Problem to work on =
Among the lines of the records, please find those that contain the word "baking" and copy them.

(Dataset entries)
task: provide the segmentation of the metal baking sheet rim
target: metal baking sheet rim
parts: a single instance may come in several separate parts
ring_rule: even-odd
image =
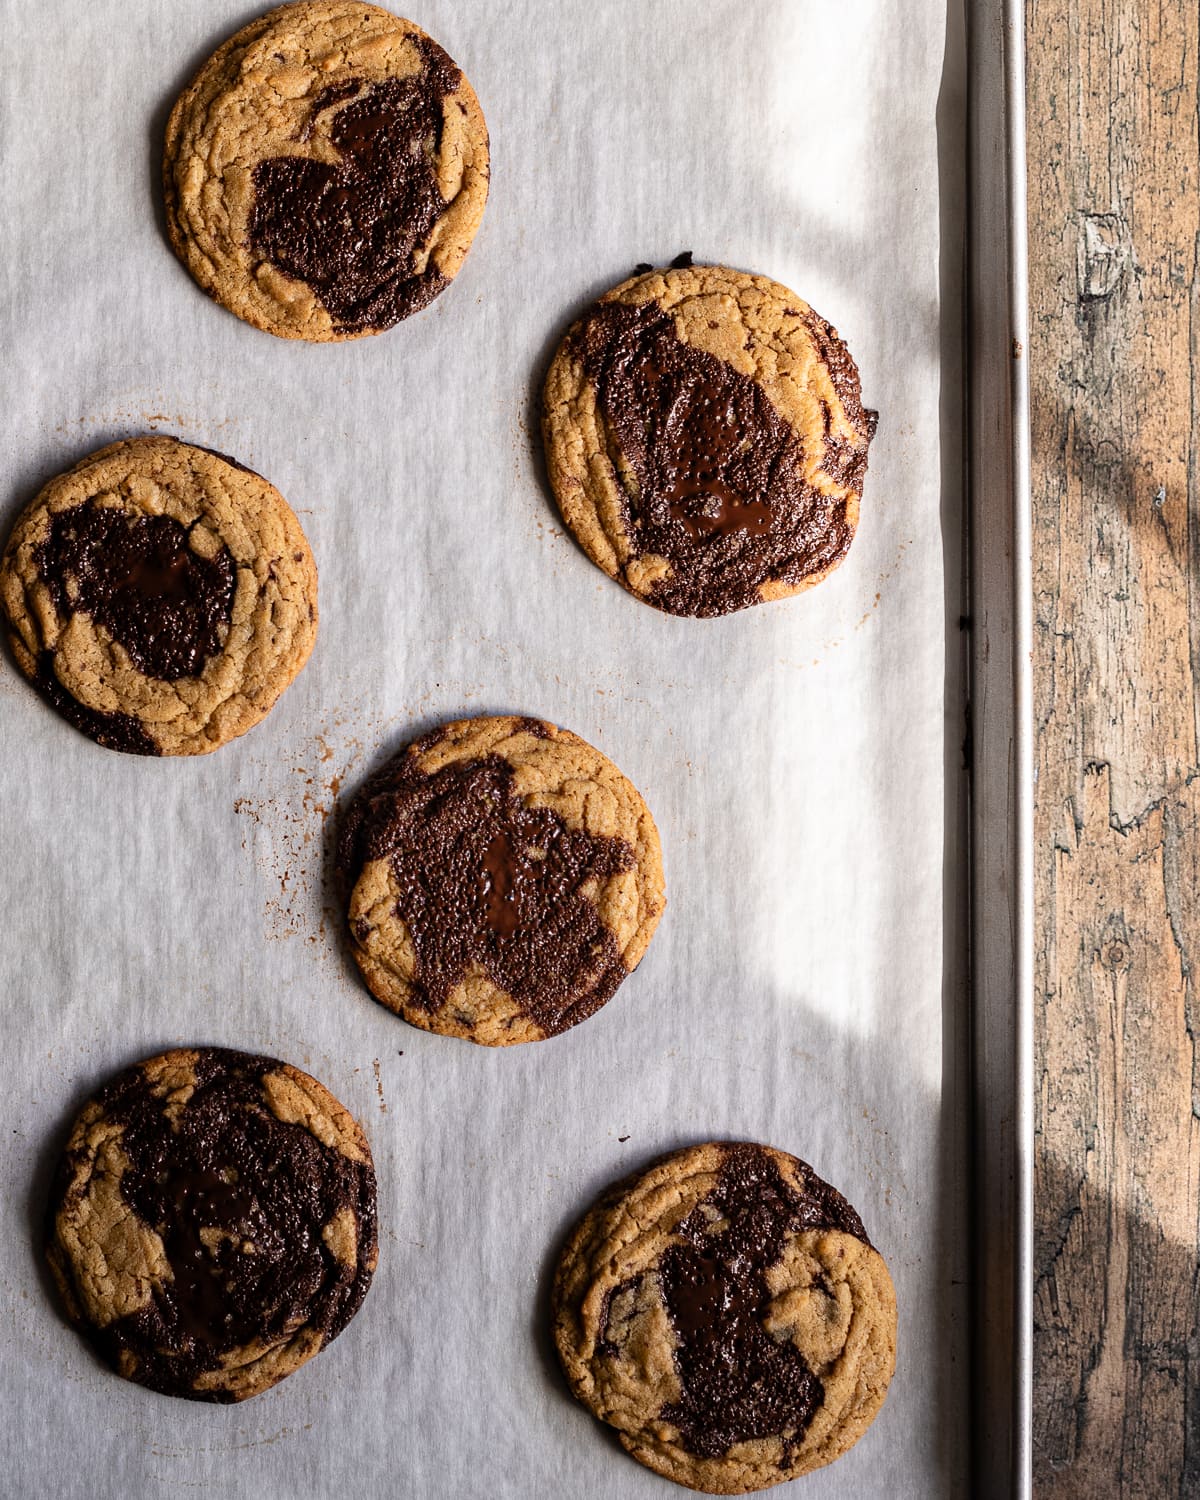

Exercise answer =
task: provide the segmentation of the metal baking sheet rim
target: metal baking sheet rim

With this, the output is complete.